Given task a: Please rewrite the records between the line holding "target: harvested wheat field" and the end of the records, inclusive, putting "cut wheat field" wherever "harvested wheat field" appears and leaving everything else unchanged.

Document extract:
<<<<

Onkyo HT-S6200 Home Theater System

Summary

  • Product Name: HT-S6200 Home Theater System
  • Manufacturer: Onkyo USA
  • Review Date: February 14, 2010 20:05
  • MSRP: $699.00
  • First Impression: Gotta Have It!
  • Buy Now
Power Output
Front L/R/C/Surround: 130 W/Channel (6 ohms, 1 kHz, FTC)
Dynamic Power: 180 W (3 ohms); 160 W (4 ohms); 100 W (8 ohms)
THD (Total Harmonic Distortion): 1 % (Rated power)
Damping Factor: 60 (Front, 1 kHz, 8 ohms)
Input Sensitivity and Impedance: 200 mV/47 k-ohms (Line)
Output Level and Impedance: 200 mV/2.2 kohms (Rec out)
Frequency Response: 5 Hz–100 kHz/ +1 dB, -3 dB (Direct mode)
Tone Control: ±10 dB, 50 Hz (Bass); ±10 dB, 20 kHz (Treble)
Signal-to-Noise Ratio: 106 dB (Line, IHF-A)
Speaker Impedance: 6 ohms–16 ohms
Subwoofer: 290W
All discrete amplifier circuitry

FM/AM Preset Memory: 30 stations

General
Power Consumption: 4.9 A
Standby Power Consumption: 0.1 W
Dimensions (W x H x D): 17-1/8" x 5-15/16" x 12-15/16" (435 x 151 x 329 mm)
Weight: 19.6 lbs. (8.9 kg)

>>>>

Given task b: Output the Onkyo HT-S6200 specifications word for word between "Frequency Response: 5" and "lbs. (8.9 kg)", inclusive.

Provided records:
<<<<

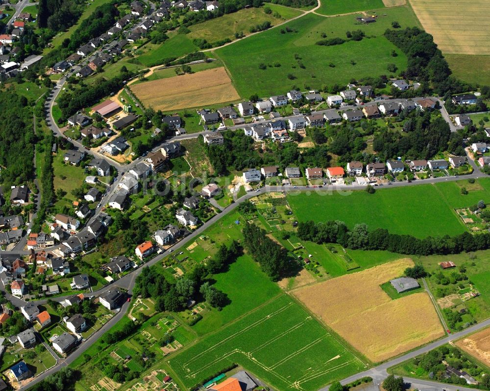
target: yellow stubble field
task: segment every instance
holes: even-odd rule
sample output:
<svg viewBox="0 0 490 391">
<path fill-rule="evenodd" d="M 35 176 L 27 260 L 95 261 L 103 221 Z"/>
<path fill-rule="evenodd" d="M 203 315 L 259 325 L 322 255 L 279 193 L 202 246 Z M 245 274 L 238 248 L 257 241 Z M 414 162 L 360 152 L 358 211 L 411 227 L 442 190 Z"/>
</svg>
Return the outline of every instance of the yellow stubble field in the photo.
<svg viewBox="0 0 490 391">
<path fill-rule="evenodd" d="M 410 0 L 442 53 L 490 54 L 488 0 Z"/>
<path fill-rule="evenodd" d="M 427 293 L 392 300 L 380 287 L 413 265 L 411 259 L 399 259 L 293 294 L 369 360 L 379 362 L 444 334 Z"/>
<path fill-rule="evenodd" d="M 232 102 L 240 97 L 223 67 L 141 83 L 131 89 L 146 107 L 164 112 Z"/>
<path fill-rule="evenodd" d="M 456 345 L 490 367 L 490 327 L 460 340 Z"/>
</svg>

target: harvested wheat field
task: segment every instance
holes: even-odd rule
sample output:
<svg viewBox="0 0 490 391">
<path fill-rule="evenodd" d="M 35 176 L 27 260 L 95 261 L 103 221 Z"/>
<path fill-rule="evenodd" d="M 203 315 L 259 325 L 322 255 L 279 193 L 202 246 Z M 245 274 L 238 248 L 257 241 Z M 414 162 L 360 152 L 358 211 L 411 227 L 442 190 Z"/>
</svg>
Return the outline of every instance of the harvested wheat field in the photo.
<svg viewBox="0 0 490 391">
<path fill-rule="evenodd" d="M 211 106 L 240 97 L 223 67 L 141 83 L 131 89 L 145 107 L 164 112 Z"/>
<path fill-rule="evenodd" d="M 490 54 L 488 0 L 410 0 L 410 3 L 443 53 Z"/>
<path fill-rule="evenodd" d="M 456 343 L 456 345 L 490 367 L 490 327 Z"/>
<path fill-rule="evenodd" d="M 413 265 L 411 259 L 399 259 L 293 294 L 369 360 L 378 362 L 444 334 L 427 293 L 392 300 L 380 287 Z"/>
</svg>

>>>>

Final answer a:
target: cut wheat field
task: segment every instance
holes: even-odd rule
sample output:
<svg viewBox="0 0 490 391">
<path fill-rule="evenodd" d="M 35 176 L 27 260 L 95 261 L 103 221 Z"/>
<path fill-rule="evenodd" d="M 203 315 L 259 325 L 322 255 L 279 193 L 202 246 Z M 245 274 L 238 248 L 257 241 Z M 414 162 L 360 152 L 358 211 L 411 227 L 442 190 Z"/>
</svg>
Return the outline of every instance of the cut wheat field in the photo.
<svg viewBox="0 0 490 391">
<path fill-rule="evenodd" d="M 211 106 L 240 97 L 223 67 L 141 83 L 131 89 L 145 107 L 164 112 Z"/>
<path fill-rule="evenodd" d="M 490 54 L 488 0 L 410 0 L 410 3 L 443 53 Z"/>
<path fill-rule="evenodd" d="M 456 343 L 456 345 L 490 367 L 490 327 Z"/>
<path fill-rule="evenodd" d="M 413 265 L 411 259 L 399 259 L 293 294 L 369 360 L 378 362 L 444 334 L 427 293 L 392 300 L 380 287 Z"/>
</svg>

Final answer b:
Frequency Response: 5 Hz–100 kHz/ +1 dB, -3 dB (Direct mode)
Tone Control: ±10 dB, 50 Hz (Bass); ±10 dB, 20 kHz (Treble)
Signal-to-Noise Ratio: 106 dB (Line, IHF-A)
Speaker Impedance: 6 ohms–16 ohms
Subwoofer: 290W
All discrete amplifier circuitry

FM/AM Preset Memory: 30 stations

General
Power Consumption: 4.9 A
Standby Power Consumption: 0.1 W
Dimensions (W x H x D): 17-1/8" x 5-15/16" x 12-15/16" (435 x 151 x 329 mm)
Weight: 19.6 lbs. (8.9 kg)